Copy the data exactly. Leave nothing out.

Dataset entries
-*-

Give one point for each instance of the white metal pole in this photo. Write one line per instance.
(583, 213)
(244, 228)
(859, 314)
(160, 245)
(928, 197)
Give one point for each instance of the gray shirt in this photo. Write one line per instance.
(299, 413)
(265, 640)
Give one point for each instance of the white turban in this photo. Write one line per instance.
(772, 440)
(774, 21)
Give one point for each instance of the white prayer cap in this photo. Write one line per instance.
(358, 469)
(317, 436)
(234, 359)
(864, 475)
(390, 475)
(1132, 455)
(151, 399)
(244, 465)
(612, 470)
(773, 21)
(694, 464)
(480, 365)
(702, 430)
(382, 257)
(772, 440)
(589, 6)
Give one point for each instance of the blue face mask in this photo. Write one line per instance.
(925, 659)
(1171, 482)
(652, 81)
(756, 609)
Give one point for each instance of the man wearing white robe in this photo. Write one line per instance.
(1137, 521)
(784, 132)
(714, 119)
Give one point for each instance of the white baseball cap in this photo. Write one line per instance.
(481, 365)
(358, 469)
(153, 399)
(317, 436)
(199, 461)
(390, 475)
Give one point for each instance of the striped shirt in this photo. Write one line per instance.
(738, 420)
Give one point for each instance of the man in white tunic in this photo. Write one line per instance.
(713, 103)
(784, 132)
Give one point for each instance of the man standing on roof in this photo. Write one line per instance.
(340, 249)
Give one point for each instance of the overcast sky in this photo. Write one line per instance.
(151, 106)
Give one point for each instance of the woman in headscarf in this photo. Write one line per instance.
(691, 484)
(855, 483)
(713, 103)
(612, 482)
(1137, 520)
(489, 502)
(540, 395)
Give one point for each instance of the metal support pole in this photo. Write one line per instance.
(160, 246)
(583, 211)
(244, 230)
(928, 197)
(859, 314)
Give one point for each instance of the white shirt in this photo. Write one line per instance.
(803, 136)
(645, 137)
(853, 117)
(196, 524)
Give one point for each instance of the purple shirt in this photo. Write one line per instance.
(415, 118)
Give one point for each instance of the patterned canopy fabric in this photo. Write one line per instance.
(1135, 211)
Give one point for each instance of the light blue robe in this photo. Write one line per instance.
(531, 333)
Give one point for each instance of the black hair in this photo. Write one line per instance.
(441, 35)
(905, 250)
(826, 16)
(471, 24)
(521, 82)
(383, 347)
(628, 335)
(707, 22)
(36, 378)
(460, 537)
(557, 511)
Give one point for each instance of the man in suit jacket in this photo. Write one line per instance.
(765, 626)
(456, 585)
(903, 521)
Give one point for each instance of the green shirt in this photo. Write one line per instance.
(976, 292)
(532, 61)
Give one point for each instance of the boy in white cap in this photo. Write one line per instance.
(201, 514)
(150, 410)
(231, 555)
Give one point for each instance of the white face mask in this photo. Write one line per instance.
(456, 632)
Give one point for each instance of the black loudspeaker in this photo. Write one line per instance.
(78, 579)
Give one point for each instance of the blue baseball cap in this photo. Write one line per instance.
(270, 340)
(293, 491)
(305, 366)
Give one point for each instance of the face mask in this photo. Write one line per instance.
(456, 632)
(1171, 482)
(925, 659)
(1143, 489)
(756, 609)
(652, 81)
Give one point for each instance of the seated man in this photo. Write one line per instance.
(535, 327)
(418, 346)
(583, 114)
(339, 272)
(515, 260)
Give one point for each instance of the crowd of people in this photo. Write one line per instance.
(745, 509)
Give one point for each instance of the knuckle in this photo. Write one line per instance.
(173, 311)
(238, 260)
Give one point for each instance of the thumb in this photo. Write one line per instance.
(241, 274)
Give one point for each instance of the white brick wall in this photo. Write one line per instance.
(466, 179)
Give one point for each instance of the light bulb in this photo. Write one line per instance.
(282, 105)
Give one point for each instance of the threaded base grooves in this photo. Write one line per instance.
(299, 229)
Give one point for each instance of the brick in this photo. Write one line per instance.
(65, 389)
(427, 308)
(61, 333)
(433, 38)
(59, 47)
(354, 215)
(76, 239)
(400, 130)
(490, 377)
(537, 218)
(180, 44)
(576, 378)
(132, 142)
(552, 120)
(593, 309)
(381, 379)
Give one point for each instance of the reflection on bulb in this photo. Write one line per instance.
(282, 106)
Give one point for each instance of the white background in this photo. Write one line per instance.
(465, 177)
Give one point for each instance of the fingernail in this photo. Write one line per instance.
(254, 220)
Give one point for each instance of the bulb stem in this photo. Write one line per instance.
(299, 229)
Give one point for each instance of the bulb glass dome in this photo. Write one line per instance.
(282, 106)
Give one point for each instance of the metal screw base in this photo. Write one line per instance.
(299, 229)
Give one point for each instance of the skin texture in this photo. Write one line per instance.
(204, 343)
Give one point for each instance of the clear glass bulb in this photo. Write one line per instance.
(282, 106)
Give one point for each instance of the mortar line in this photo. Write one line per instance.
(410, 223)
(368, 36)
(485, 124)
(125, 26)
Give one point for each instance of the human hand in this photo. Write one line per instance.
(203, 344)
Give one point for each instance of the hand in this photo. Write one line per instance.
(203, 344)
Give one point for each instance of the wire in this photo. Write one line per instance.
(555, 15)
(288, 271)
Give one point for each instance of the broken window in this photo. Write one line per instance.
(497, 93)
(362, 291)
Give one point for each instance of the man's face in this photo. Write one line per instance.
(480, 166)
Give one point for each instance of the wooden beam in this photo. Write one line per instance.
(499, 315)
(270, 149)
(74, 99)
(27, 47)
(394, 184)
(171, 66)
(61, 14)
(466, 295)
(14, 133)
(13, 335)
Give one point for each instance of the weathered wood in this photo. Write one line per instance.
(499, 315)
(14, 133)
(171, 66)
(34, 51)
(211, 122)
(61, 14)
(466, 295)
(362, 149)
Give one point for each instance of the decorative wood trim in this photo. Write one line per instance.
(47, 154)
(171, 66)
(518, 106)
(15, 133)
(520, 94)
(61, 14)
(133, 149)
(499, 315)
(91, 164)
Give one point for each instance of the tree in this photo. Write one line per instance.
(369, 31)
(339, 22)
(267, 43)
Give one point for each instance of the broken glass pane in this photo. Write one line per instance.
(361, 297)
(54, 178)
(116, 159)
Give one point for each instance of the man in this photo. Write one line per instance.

-*-

> [Solved exercise]
Give one point for each instance of the white metal pole in this photo. Write one line per instance.
(583, 213)
(244, 228)
(859, 314)
(160, 245)
(928, 197)
Give one point for each instance of the gray shirt in this photo. Write one line per instance.
(299, 413)
(265, 640)
Give one point for each instance of the white turban in this photo. Write one line per instance.
(772, 440)
(774, 21)
Give one point for each instance of the white prayer cap in this photo. Write one line per instance.
(358, 469)
(317, 436)
(234, 359)
(864, 475)
(390, 475)
(1132, 455)
(151, 399)
(244, 465)
(612, 470)
(773, 21)
(694, 464)
(480, 365)
(702, 430)
(382, 257)
(772, 440)
(589, 6)
Give one point for each instance of the blue face mask in this photo. Write one line per instance.
(925, 659)
(1171, 482)
(652, 81)
(756, 609)
Give one point for each instance of the man wearing white robe in this photo. Write one line per instance.
(1137, 521)
(784, 132)
(714, 119)
Give one point for each instance of the white baseball cap in this photo. Write one line per instance.
(481, 365)
(358, 469)
(153, 399)
(317, 436)
(199, 461)
(390, 475)
Give one point for each instance of the striped shirt in this photo. Write one line per instance.
(738, 420)
Give one point for each instance of the man in white tunic in this photo. Write one line per instance.
(713, 103)
(784, 132)
Give one point for each instance of the man standing on roof in this photo. Write one line per instance.
(340, 249)
Give one point for each instance of the overcast sky in this photo. Write one line per instance.
(151, 106)
Give one point for each instance of the woman in headscarf in this photo. Write one line per instance.
(691, 484)
(855, 483)
(713, 103)
(612, 482)
(1137, 520)
(489, 502)
(540, 395)
Give one point for each instance of the metal support pole in this photo. Write one line per instance.
(160, 246)
(583, 211)
(244, 230)
(928, 197)
(859, 314)
Give one point for each instance of the white shirt in this photo. Write one line per instance.
(803, 136)
(645, 137)
(853, 117)
(196, 524)
Give one point for each instance of the purple shirt in this photo. Write one line per instance.
(415, 118)
Give one point for each instance of the patterned canopy fabric in this photo. Write one line per instance.
(1135, 211)
Give one point for each instance of the light blue robe in this photo. Write one line per instance.
(531, 333)
Give one point for each instance of the black hair in this photo. Write one line per instance.
(441, 35)
(905, 250)
(826, 16)
(471, 24)
(521, 82)
(383, 347)
(628, 335)
(707, 22)
(36, 378)
(460, 537)
(557, 511)
Give one point for each instance of the man in suit jacket in this photo. Write one line per instance.
(765, 626)
(456, 585)
(903, 521)
Give one point for each instance of the green shirt in this photo. Write one line per instance.
(976, 292)
(532, 61)
Give one point for each instance of the boy in white cap in this photo. Write one line per instance.
(201, 514)
(150, 410)
(231, 555)
Give one point for each instance of the white face mask in this photo. Write one line per instance.
(456, 632)
Give one point for each instance of the black loudspeaker in this photo. Write one line per instance.
(78, 579)
Give one point for each instance of the blue baseball cap in this photo. Write one line per instance.
(270, 340)
(293, 491)
(305, 366)
Give one point for each instance of the face mask in this photo. Write one line per instance.
(456, 632)
(1171, 482)
(925, 659)
(1143, 489)
(756, 609)
(652, 81)
Give one point for each instance of the seated man in this photo. Write one line per instance.
(535, 327)
(418, 346)
(583, 114)
(339, 272)
(515, 260)
Give one point for each instance of the crowd of people in this photo. Write one line per instance.
(745, 509)
Give one point for each instance of the knuckle in this photo. Write one line per instance.
(173, 311)
(238, 260)
Give one point for each instance of the thumb in this photo. Write one line per instance.
(241, 274)
Give one point for each instance of the white brick wall in this photo. Write one line per instance.
(466, 179)
Give one point for each instance of the light bulb in this photo. Write one line per instance.
(282, 105)
Give one point for each instance of the threaded base grooves in this photo. Write one line per instance.
(299, 229)
Give one point for each instance of the brick in this photo. Write one line per instance.
(65, 389)
(427, 308)
(61, 333)
(433, 38)
(59, 47)
(354, 215)
(76, 239)
(400, 130)
(490, 377)
(537, 218)
(180, 44)
(576, 378)
(132, 142)
(552, 120)
(593, 309)
(381, 379)
Give one point for each instance of the reflection on bulb in this photo. Write one line per instance.
(282, 106)
Give one point for each instance of the white background in this photo. Write one line per instance.
(465, 177)
Give one point for each instance of the fingernail in this photo. Write one line per instance.
(254, 220)
Give one point for each instance of the bulb stem in this photo. Write one line per instance.
(299, 229)
Give one point for each instance of the bulb glass dome in this photo. Write one line per instance.
(282, 106)
Give one point for each instance of the metal screw base in this photo. Write one line per instance.
(299, 229)
Give one point for each instance of the skin texture in this photo. Write one line per instance.
(204, 343)
Give one point for each instance of the clear glass bulb in this photo. Write one line per instance.
(282, 106)
Give one point for each instance of the mortar line in this photo. Write one line per instance.
(410, 223)
(368, 36)
(485, 124)
(125, 26)
Give one point for each instance of the human hand in this photo. Write one line per instance.
(203, 344)
Give one point for each instance of the hand in this photo. Write one line per instance.
(203, 344)
Give one point for each instance of the wire in this photo. Write one line per instance.
(555, 15)
(288, 271)
Give one point for each instance of the broken window in this photo. Write one line per instance.
(497, 93)
(362, 291)
Give one point for each instance of the man's face in this photo. Write one line per instance.
(480, 166)
Give one point for each instance of the wooden beam in this photo. Write one line per instance.
(499, 315)
(270, 149)
(74, 99)
(27, 47)
(394, 184)
(171, 66)
(61, 14)
(466, 295)
(14, 133)
(13, 335)
Give one point for each instance of the weathered wood in this photo. Write one line per instance.
(499, 315)
(14, 133)
(171, 66)
(34, 51)
(211, 122)
(61, 14)
(466, 295)
(362, 149)
Give one point for each instance of the decorative wood trim in this photo. Write one line per instance.
(47, 154)
(171, 66)
(518, 106)
(15, 133)
(520, 94)
(61, 14)
(133, 149)
(499, 315)
(91, 164)
Give one point for each instance of the tree in this photo. Write one line per instance.
(369, 31)
(339, 22)
(267, 43)
Give one point for each instance of the broken glass pane in this photo. Write one line per instance.
(361, 297)
(54, 178)
(116, 159)
Give one point for each instance of the man in this photo. Write one line per instance.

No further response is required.